◆ Task details
Copy the article on Never-Trump Republicans below word for word, in full.

◆ Page extract
-------
Never-Trump Republicans have always worried about the president’s takeover of the GOP, but now they’re expressing concern that he’s exposed their life’s work as a lie.
A new book by political scientists Robert Saldin and Steven Teles examines the 2016 election’s effects on Republican elites, who were shocked that former reality TV host Donald Trump scooped up low-information voters as more traditional candidates like Ted Cruz and Jeb Bush competed for high-information voters, according to The Bulwark.
“To buy into Trump,” said GOP strategist Stuart Stevens, “you have to believe that the essence of what the Republican Party stood for — personal responsibility, embracing of legal immigration, character counts, strong on Russia — you have to believe that all of that was just a marketing slogan and it didn’t mean anything—any more than, we say, ‘Chevrolet’s the heartbeat of America.’”
Stevens said that has proved “every critic of the Republican Party right.”
“[Those critics] said the Republican Party really didn’t care about people, that it wasn’t a party that was inclusive,” he added. “Just go down the list — ‘doesn’t respect women.’ He’s made all that true, and he made all the wrong people right.”
-------
◆ Listed records
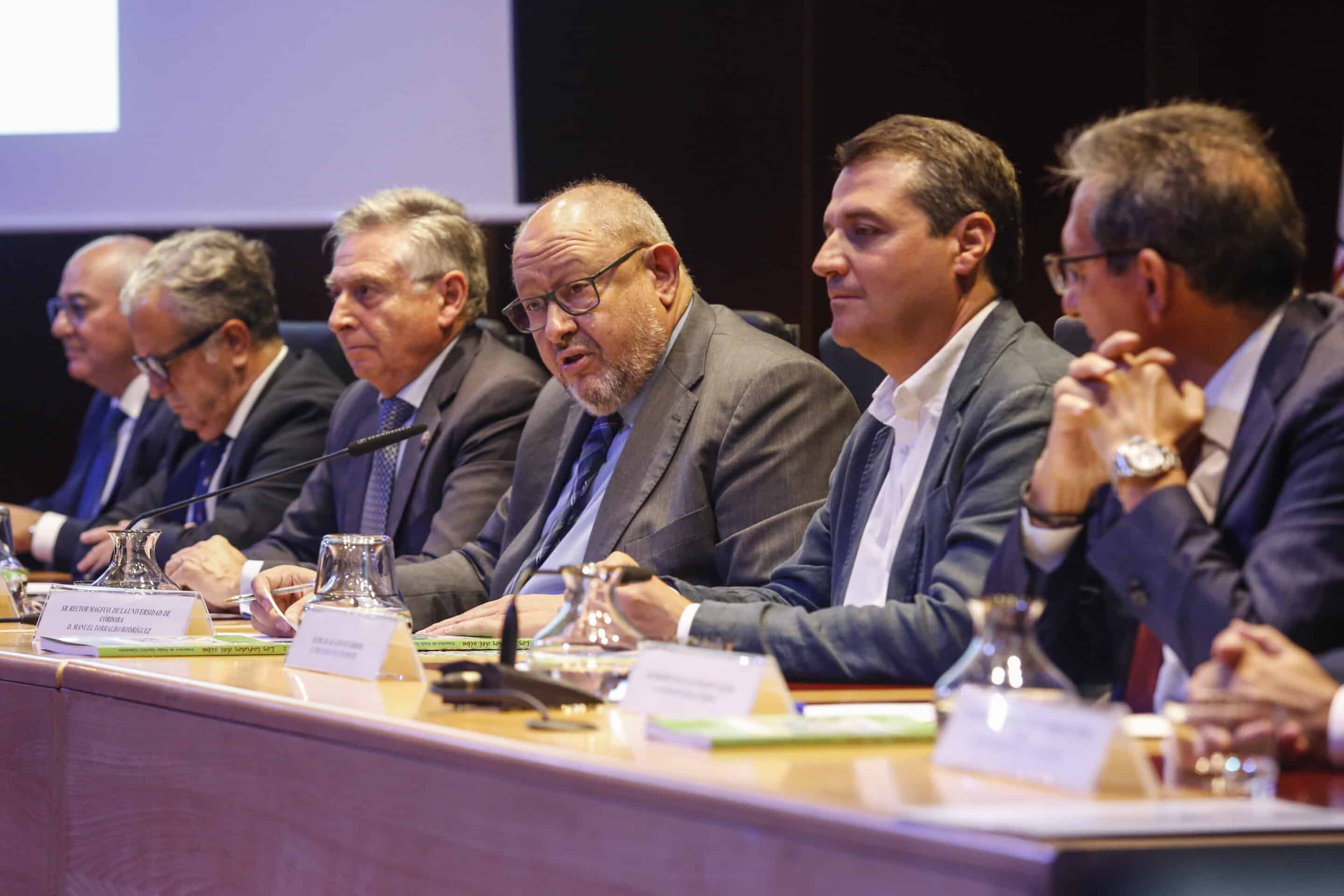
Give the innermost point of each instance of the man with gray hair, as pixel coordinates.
(206, 332)
(408, 282)
(672, 430)
(124, 436)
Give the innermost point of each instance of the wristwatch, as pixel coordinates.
(1140, 459)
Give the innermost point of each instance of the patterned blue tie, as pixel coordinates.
(592, 459)
(378, 495)
(207, 461)
(91, 499)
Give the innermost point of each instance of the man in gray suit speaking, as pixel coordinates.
(672, 432)
(923, 249)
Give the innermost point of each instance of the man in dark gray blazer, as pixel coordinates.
(408, 281)
(672, 430)
(206, 329)
(923, 248)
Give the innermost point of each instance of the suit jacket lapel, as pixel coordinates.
(656, 433)
(1279, 369)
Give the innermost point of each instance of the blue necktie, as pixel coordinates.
(207, 461)
(592, 459)
(91, 499)
(378, 495)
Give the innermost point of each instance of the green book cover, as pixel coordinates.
(428, 643)
(781, 730)
(222, 645)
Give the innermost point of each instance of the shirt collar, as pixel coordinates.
(132, 399)
(416, 392)
(632, 409)
(928, 387)
(1230, 387)
(236, 422)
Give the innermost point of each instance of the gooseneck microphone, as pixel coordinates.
(355, 449)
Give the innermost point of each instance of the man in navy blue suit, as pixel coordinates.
(124, 432)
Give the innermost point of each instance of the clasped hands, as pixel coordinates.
(1109, 397)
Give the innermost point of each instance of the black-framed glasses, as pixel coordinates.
(74, 309)
(156, 366)
(1062, 277)
(576, 297)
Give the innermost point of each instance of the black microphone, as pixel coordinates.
(354, 449)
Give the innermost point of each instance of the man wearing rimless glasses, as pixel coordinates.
(124, 433)
(206, 331)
-------
◆ Task response
Never-Trump Republicans have always worried about the president’s takeover of the GOP, but now they’re expressing concern that he’s exposed their life’s work as a lie.
A new book by political scientists Robert Saldin and Steven Teles examines the 2016 election’s effects on Republican elites, who were shocked that former reality TV host Donald Trump scooped up low-information voters as more traditional candidates like Ted Cruz and Jeb Bush competed for high-information voters, according to The Bulwark.
“To buy into Trump,” said GOP strategist Stuart Stevens, “you have to believe that the essence of what the Republican Party stood for — personal responsibility, embracing of legal immigration, character counts, strong on Russia — you have to believe that all of that was just a marketing slogan and it didn’t mean anything—any more than, we say, ‘Chevrolet’s the heartbeat of America.’”
Stevens said that has proved “every critic of the Republican Party right.”
“[Those critics] said the Republican Party really didn’t care about people, that it wasn’t a party that was inclusive,” he added. “Just go down the list — ‘doesn’t respect women.’ He’s made all that true, and he made all the wrong people right.”